* **THE RECORDS**
* Start *

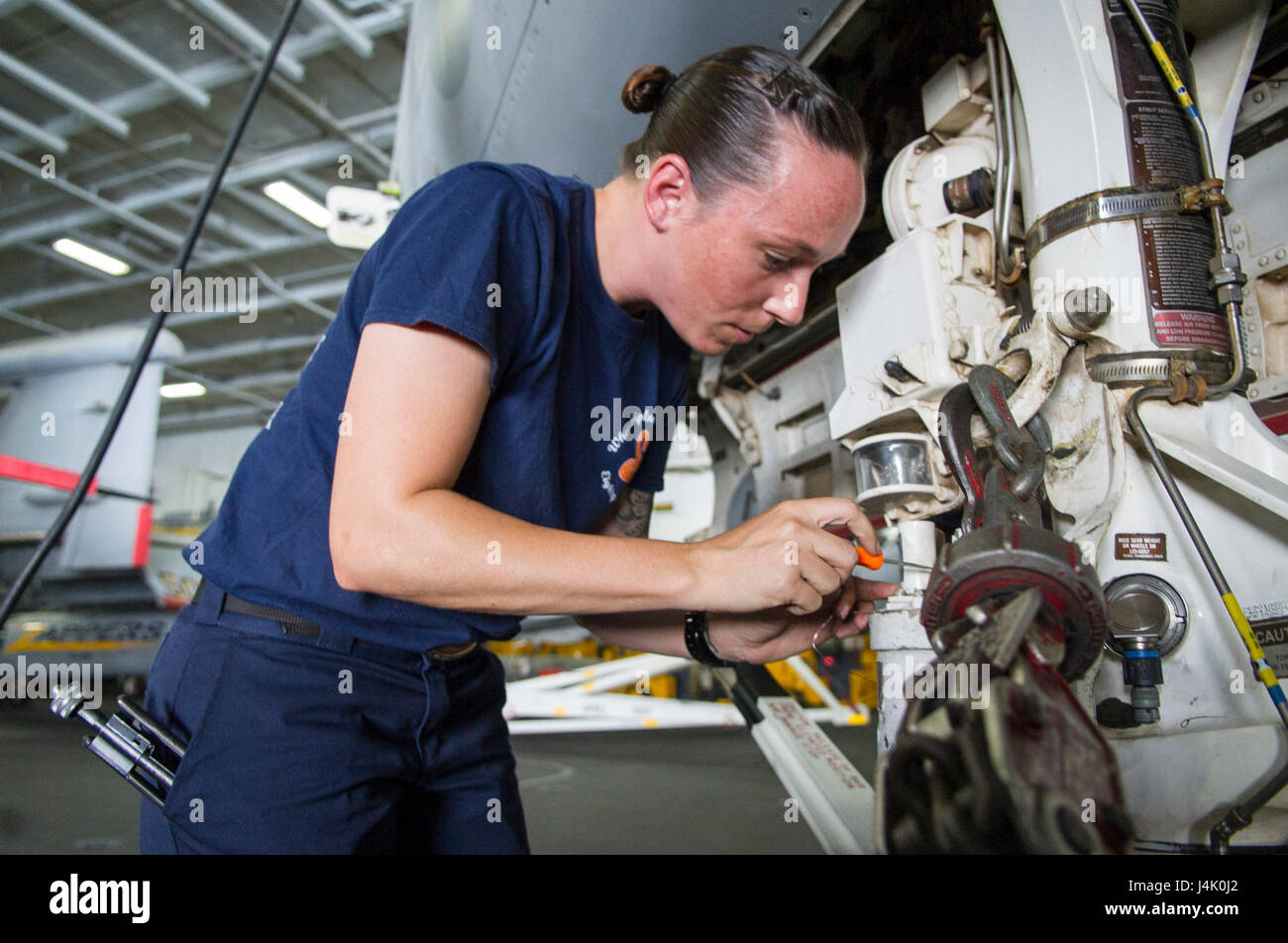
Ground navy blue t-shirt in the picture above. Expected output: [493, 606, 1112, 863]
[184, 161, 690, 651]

* End *
* Start *

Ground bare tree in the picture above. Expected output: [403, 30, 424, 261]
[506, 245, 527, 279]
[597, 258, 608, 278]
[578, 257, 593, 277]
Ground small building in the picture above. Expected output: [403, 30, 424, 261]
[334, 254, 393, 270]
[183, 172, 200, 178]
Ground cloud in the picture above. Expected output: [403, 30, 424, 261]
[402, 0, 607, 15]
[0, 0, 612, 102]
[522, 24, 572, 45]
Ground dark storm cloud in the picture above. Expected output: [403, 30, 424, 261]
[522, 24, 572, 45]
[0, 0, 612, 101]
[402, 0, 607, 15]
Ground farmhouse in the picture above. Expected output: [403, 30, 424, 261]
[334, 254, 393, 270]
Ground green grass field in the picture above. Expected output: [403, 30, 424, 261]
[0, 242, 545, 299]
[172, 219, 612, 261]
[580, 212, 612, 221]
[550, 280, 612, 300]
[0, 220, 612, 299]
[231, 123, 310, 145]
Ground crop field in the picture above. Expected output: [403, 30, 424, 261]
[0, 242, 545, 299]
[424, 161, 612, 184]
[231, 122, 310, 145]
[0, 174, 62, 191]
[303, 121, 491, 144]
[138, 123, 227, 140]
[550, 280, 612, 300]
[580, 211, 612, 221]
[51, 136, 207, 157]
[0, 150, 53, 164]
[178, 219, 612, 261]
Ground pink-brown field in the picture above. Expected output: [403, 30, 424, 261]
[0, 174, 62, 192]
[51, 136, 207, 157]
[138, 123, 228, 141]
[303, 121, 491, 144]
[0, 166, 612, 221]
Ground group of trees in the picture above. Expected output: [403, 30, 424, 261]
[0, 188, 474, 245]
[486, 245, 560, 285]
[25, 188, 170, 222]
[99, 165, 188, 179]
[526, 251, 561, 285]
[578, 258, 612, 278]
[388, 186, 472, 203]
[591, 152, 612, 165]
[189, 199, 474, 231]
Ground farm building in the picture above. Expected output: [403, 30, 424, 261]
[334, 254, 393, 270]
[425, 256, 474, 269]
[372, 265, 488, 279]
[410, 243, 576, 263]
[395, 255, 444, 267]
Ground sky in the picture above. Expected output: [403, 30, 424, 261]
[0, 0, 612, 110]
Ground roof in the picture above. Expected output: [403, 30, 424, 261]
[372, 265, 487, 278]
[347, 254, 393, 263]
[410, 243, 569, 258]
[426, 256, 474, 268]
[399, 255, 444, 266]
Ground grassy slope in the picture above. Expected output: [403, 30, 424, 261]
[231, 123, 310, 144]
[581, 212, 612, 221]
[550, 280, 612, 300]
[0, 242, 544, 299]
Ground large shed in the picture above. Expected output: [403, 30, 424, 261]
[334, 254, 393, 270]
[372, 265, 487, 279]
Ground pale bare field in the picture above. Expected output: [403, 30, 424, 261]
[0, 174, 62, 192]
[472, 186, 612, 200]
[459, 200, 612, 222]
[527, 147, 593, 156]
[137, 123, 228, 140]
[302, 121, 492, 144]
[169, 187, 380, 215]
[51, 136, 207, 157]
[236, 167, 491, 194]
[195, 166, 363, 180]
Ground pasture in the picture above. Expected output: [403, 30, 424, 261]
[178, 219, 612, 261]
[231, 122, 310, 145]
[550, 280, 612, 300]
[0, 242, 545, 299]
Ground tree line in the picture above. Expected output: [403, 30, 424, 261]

* End *

* **INSTRUCTION**
Copy out everything from the row containing "Ground navy blue" down to the row containing "[184, 161, 690, 651]", both included, and return only those rows. In the answer rows, multiply each coordinate by 1.7 and round to a whole number, with halves going up; leave every number in the other rows unchanged.

* **PROBLEM SOLUTION**
Ground navy blue t-shirt in the picture above. Expected output: [493, 606, 1112, 863]
[313, 274, 1173, 1107]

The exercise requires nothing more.